● **Your goal**: Keep every word the same. Repeat the records without their images.

● **Source records**:
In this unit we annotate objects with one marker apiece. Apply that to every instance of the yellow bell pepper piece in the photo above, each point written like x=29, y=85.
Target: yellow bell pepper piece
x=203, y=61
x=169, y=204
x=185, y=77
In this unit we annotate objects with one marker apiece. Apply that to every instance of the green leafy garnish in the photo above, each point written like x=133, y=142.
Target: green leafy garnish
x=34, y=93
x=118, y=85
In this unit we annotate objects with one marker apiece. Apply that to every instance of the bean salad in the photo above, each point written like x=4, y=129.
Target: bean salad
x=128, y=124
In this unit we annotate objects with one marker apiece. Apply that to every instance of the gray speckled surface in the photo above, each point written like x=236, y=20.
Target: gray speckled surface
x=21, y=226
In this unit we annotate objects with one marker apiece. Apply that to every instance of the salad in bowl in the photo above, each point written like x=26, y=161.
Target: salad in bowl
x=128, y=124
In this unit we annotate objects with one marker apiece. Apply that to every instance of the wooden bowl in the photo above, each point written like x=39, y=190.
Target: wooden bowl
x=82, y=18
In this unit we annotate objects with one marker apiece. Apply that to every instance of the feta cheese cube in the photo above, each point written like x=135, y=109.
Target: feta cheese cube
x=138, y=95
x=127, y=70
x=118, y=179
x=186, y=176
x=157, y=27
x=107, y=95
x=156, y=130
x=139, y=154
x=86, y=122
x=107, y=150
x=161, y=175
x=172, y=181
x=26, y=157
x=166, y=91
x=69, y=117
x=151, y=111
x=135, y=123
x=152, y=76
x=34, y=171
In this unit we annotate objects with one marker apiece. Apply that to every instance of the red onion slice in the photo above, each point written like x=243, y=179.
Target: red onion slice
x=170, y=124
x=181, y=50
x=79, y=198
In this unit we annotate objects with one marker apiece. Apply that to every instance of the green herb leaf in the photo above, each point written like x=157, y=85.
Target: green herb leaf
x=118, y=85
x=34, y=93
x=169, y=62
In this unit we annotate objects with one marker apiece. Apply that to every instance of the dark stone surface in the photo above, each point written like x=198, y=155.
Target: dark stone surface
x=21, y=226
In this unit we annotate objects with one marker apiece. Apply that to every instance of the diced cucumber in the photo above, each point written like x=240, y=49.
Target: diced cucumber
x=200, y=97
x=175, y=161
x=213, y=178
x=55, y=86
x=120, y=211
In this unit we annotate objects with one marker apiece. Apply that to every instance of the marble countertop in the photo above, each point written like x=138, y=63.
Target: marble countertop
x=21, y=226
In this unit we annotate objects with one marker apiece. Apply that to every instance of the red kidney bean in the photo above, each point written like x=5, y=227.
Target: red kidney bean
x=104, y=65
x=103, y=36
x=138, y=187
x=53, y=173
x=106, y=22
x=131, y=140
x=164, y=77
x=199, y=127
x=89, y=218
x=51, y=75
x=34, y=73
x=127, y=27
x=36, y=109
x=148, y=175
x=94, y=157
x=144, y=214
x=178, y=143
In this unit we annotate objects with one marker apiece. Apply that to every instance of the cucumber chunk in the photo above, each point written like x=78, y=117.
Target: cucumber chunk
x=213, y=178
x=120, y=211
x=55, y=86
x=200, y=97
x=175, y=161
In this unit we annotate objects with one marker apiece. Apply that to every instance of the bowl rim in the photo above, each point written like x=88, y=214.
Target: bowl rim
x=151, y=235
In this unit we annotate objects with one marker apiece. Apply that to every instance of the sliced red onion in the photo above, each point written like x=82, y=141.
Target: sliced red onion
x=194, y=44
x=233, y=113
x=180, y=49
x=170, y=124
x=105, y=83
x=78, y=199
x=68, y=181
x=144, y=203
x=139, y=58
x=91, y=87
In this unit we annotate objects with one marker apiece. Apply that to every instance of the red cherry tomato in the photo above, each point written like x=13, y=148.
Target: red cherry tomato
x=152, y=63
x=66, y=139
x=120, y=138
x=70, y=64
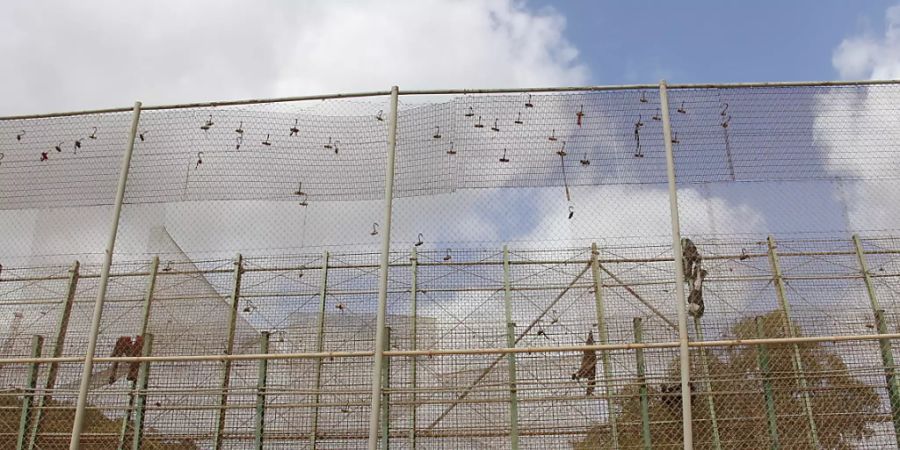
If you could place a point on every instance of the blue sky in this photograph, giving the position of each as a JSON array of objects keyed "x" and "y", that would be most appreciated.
[
  {"x": 714, "y": 41},
  {"x": 170, "y": 51}
]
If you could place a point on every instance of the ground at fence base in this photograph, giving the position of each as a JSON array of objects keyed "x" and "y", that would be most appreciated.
[
  {"x": 100, "y": 432},
  {"x": 845, "y": 408}
]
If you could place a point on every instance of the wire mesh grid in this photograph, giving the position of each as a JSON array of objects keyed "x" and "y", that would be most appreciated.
[{"x": 266, "y": 220}]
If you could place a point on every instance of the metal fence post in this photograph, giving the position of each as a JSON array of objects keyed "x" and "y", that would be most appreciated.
[
  {"x": 229, "y": 348},
  {"x": 789, "y": 331},
  {"x": 140, "y": 401},
  {"x": 88, "y": 366},
  {"x": 642, "y": 384},
  {"x": 413, "y": 335},
  {"x": 385, "y": 393},
  {"x": 378, "y": 357},
  {"x": 680, "y": 299},
  {"x": 145, "y": 319},
  {"x": 261, "y": 382},
  {"x": 510, "y": 357},
  {"x": 37, "y": 344},
  {"x": 762, "y": 356},
  {"x": 320, "y": 346},
  {"x": 59, "y": 343},
  {"x": 707, "y": 383},
  {"x": 603, "y": 333}
]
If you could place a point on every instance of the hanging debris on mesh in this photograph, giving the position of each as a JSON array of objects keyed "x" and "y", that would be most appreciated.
[
  {"x": 126, "y": 346},
  {"x": 694, "y": 274},
  {"x": 588, "y": 369}
]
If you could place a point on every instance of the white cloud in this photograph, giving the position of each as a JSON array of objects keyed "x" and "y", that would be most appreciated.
[
  {"x": 101, "y": 53},
  {"x": 870, "y": 56}
]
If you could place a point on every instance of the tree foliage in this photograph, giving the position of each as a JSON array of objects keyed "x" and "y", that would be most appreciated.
[{"x": 843, "y": 407}]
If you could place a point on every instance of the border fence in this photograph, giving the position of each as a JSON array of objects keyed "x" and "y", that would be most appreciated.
[{"x": 650, "y": 266}]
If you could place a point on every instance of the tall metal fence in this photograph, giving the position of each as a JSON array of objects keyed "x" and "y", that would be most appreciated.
[{"x": 539, "y": 268}]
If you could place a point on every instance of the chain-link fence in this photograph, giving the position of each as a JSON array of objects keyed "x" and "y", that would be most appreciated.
[{"x": 522, "y": 279}]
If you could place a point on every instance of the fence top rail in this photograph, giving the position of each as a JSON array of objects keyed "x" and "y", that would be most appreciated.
[
  {"x": 463, "y": 351},
  {"x": 458, "y": 92}
]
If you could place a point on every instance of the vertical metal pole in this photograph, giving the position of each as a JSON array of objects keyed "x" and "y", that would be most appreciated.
[
  {"x": 603, "y": 333},
  {"x": 261, "y": 385},
  {"x": 141, "y": 401},
  {"x": 378, "y": 357},
  {"x": 642, "y": 384},
  {"x": 37, "y": 344},
  {"x": 887, "y": 354},
  {"x": 413, "y": 335},
  {"x": 680, "y": 299},
  {"x": 229, "y": 348},
  {"x": 145, "y": 319},
  {"x": 510, "y": 357},
  {"x": 320, "y": 346},
  {"x": 710, "y": 401},
  {"x": 890, "y": 374},
  {"x": 386, "y": 400},
  {"x": 59, "y": 343},
  {"x": 77, "y": 424},
  {"x": 789, "y": 331},
  {"x": 762, "y": 354}
]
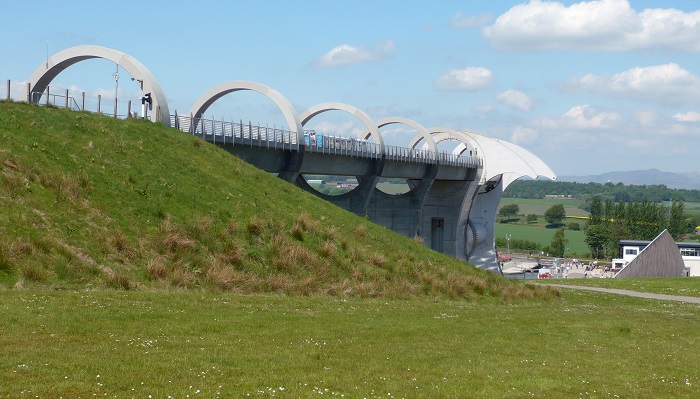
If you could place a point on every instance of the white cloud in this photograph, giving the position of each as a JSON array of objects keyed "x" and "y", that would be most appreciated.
[
  {"x": 609, "y": 25},
  {"x": 516, "y": 100},
  {"x": 587, "y": 117},
  {"x": 484, "y": 111},
  {"x": 524, "y": 135},
  {"x": 472, "y": 78},
  {"x": 346, "y": 54},
  {"x": 462, "y": 21},
  {"x": 687, "y": 117},
  {"x": 343, "y": 129},
  {"x": 666, "y": 85},
  {"x": 646, "y": 118}
]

● **Exercise solution**:
In this unit we annotate objects with one marker apiece. Apply that to every instance of the yellow bell pepper piece in the photo above, each point written like x=29, y=85.
Target: yellow bell pepper piece
x=203, y=61
x=169, y=204
x=185, y=77
In this unit we annotate objects with one marker apiece. Apply that to every instance of the green leafy garnish in the photo above, each point written like x=133, y=142.
Target: green leafy garnish
x=34, y=93
x=118, y=85
In this unit we annotate objects with one marker apiece. Apply that to every instance of the bean salad in the photo above, each point written like x=4, y=129.
Target: bean salad
x=128, y=124
In this unit we annotate objects with one marker apiece. Apply that to every instance of the gray speckled surface in the photo above, each point written like x=236, y=20.
Target: gray speckled surface
x=21, y=226
In this unit we annotate objects with one marker apiece. Apply that to every instance of the salad in bowl in the photo above, each point written like x=26, y=161.
Target: salad in bowl
x=128, y=124
In this unit we annotate objects with one marker apiece. Apply that to every instance of the wooden bowl in the photo above, each point written like x=39, y=190.
Target: wooden bowl
x=82, y=18
In this unit we annotate objects with one marker apiece. Apply that to every instance of the feta cheese cube in the photo above, each point written like x=135, y=109.
Target: feta cheese cube
x=138, y=95
x=127, y=70
x=118, y=179
x=186, y=176
x=157, y=27
x=107, y=95
x=156, y=130
x=139, y=154
x=86, y=122
x=107, y=150
x=161, y=175
x=172, y=181
x=26, y=157
x=166, y=91
x=69, y=117
x=151, y=111
x=135, y=123
x=152, y=76
x=34, y=171
In this unit we annotate objects with one marker apiece. Apply that to every instance of the red onion slice in the photo above, each point written like x=243, y=179.
Target: red onion slice
x=170, y=124
x=181, y=50
x=79, y=198
In this unit we annotate objects with one marker apiece. Apply that to every instance of the green herb leaf in the photo above, each point written like x=157, y=85.
Target: green herb leaf
x=118, y=85
x=34, y=93
x=169, y=62
In this unit we annotate objects with one marker apiece. Apply that to every instance of the dark stone surface in the photo above, each point written like x=198, y=155.
Target: dark stone surface
x=21, y=226
In this unit we annotate objects with one marker apiece. Apply that to every instance of the diced cucumber in the photo above, each point written like x=240, y=49.
Target: diced cucumber
x=200, y=97
x=175, y=161
x=213, y=178
x=55, y=86
x=120, y=211
In this unit we annotate objects with one marker apiece. Apply that to every instance of the marble countertop in the photo above, each point written like x=138, y=63.
Target: marble countertop
x=21, y=226
In this unit we annotate objects with one marker apiece. Apply that to every instance of the red kidney bean in the photo above, each point written like x=5, y=227.
Target: red kidney bean
x=104, y=65
x=103, y=36
x=138, y=187
x=53, y=173
x=106, y=22
x=131, y=140
x=164, y=77
x=199, y=127
x=89, y=218
x=51, y=75
x=34, y=73
x=127, y=27
x=36, y=109
x=148, y=175
x=94, y=157
x=144, y=214
x=178, y=143
In this unit we annotate objects with one marker apiece. Apply that to every instance of the cucumber chunk in the photo above, each point written like x=78, y=117.
Target: cucumber chunk
x=213, y=178
x=120, y=211
x=55, y=86
x=200, y=97
x=175, y=161
In this unit we annotate objects with one marker apiece. Apply that to every instance of the bowl rim in the photo above, each point written like x=88, y=214.
Target: bowl rim
x=151, y=235
In this unit we annotate objects with one marker apiece. Apply that to every instance of the sliced red onion in the photo above, each point written like x=82, y=141.
Target: sliced red onion
x=194, y=44
x=233, y=113
x=180, y=49
x=170, y=124
x=105, y=83
x=78, y=199
x=68, y=181
x=144, y=203
x=139, y=58
x=91, y=87
In this unit we annotate objects with one marker apiece. Apply that to every instance of the red cherry tomato in the photo above, each point written like x=13, y=148.
Target: red cherry tomato
x=152, y=63
x=66, y=139
x=120, y=138
x=70, y=64
If you could place a point on every instance of the blue sky in this photograph, giving the position of each as a JSON array of objects keyed "x" and "y", that would be most appreciated.
[
  {"x": 714, "y": 41},
  {"x": 170, "y": 51}
]
If you could place a point on every instance of the ground at fence base in this photograph, giving the position of each as a JSON array of objects keyed "x" and "y", that would be most appreciated.
[
  {"x": 100, "y": 432},
  {"x": 845, "y": 408}
]
If you could place a point on every instance of the wire mesh grid in this photograph, giving the position of each as a JSON array of objects keyed "x" and "y", that would be most appreciated.
[{"x": 266, "y": 220}]
If you could place a point on every instance of the metal fence post in this photograph, giving the position of each as a JSON array of objects keyed "x" and "y", that would be most appreciated.
[
  {"x": 229, "y": 348},
  {"x": 789, "y": 331},
  {"x": 140, "y": 401},
  {"x": 88, "y": 366},
  {"x": 642, "y": 384},
  {"x": 413, "y": 335},
  {"x": 385, "y": 393},
  {"x": 378, "y": 357},
  {"x": 680, "y": 299},
  {"x": 145, "y": 319},
  {"x": 261, "y": 382},
  {"x": 510, "y": 357},
  {"x": 37, "y": 344},
  {"x": 762, "y": 356},
  {"x": 320, "y": 346},
  {"x": 59, "y": 343},
  {"x": 707, "y": 383},
  {"x": 603, "y": 333}
]
If you could place a point on every instance of the hanging debris on mesh in this photograph, giving the position of each as a JSON array of objects keyed "x" and "y", that would be most appreciated.
[
  {"x": 126, "y": 346},
  {"x": 694, "y": 274},
  {"x": 588, "y": 369}
]
If you could place a point on every instance of the white cloud in this photograph, giving the position of each as a JSON array of objects keyed "x" and "y", that would be most appreciated.
[
  {"x": 101, "y": 53},
  {"x": 870, "y": 56}
]
If you could place a point on every instance of the tree foliage in this photograph, giving the position of each as a JSON array of objects keyed "x" and "y", that would be most appreciated.
[{"x": 843, "y": 407}]
If you could place a point on every instance of the border fence in this photograph, giving the position of each as a JSON array of objects keyed "x" and "y", that would be most appreciated.
[{"x": 650, "y": 266}]
If you could place a point on every instance of the tall metal fence in this photograph, giving the position of each as a JSON array of objects keyed "x" and "y", that would be most appreciated.
[{"x": 539, "y": 268}]
If you could place a point on every instance of the chain-link fence in this photograph, giving the position of each as a JSON array of objects keyed "x" and "y", that would be most appreciated.
[{"x": 522, "y": 279}]
If you could place a point on every instance of the fence top rail in this photograph, giving the position of each as a JSON array of objects keyed "x" and "y", that would be most appreciated.
[
  {"x": 463, "y": 351},
  {"x": 458, "y": 92}
]
If you could place a point on every instance of the vertical metal pole in this photograph, giving the position of each as a JSON array of objects keyed "x" and "y", that would be most appreciated.
[
  {"x": 603, "y": 333},
  {"x": 261, "y": 385},
  {"x": 141, "y": 401},
  {"x": 378, "y": 357},
  {"x": 642, "y": 384},
  {"x": 37, "y": 344},
  {"x": 887, "y": 354},
  {"x": 413, "y": 335},
  {"x": 680, "y": 299},
  {"x": 229, "y": 348},
  {"x": 145, "y": 319},
  {"x": 510, "y": 357},
  {"x": 320, "y": 346},
  {"x": 710, "y": 401},
  {"x": 890, "y": 374},
  {"x": 386, "y": 400},
  {"x": 59, "y": 343},
  {"x": 77, "y": 424},
  {"x": 789, "y": 331},
  {"x": 762, "y": 354}
]
If you could place a point on every instance of the white cloud in this photograph, giving the position of each as a JSON array of objects keyed "x" and "y", that would be most appreciated.
[
  {"x": 609, "y": 25},
  {"x": 516, "y": 100},
  {"x": 587, "y": 117},
  {"x": 484, "y": 111},
  {"x": 524, "y": 135},
  {"x": 472, "y": 78},
  {"x": 346, "y": 54},
  {"x": 462, "y": 21},
  {"x": 687, "y": 117},
  {"x": 343, "y": 129},
  {"x": 666, "y": 85},
  {"x": 646, "y": 118}
]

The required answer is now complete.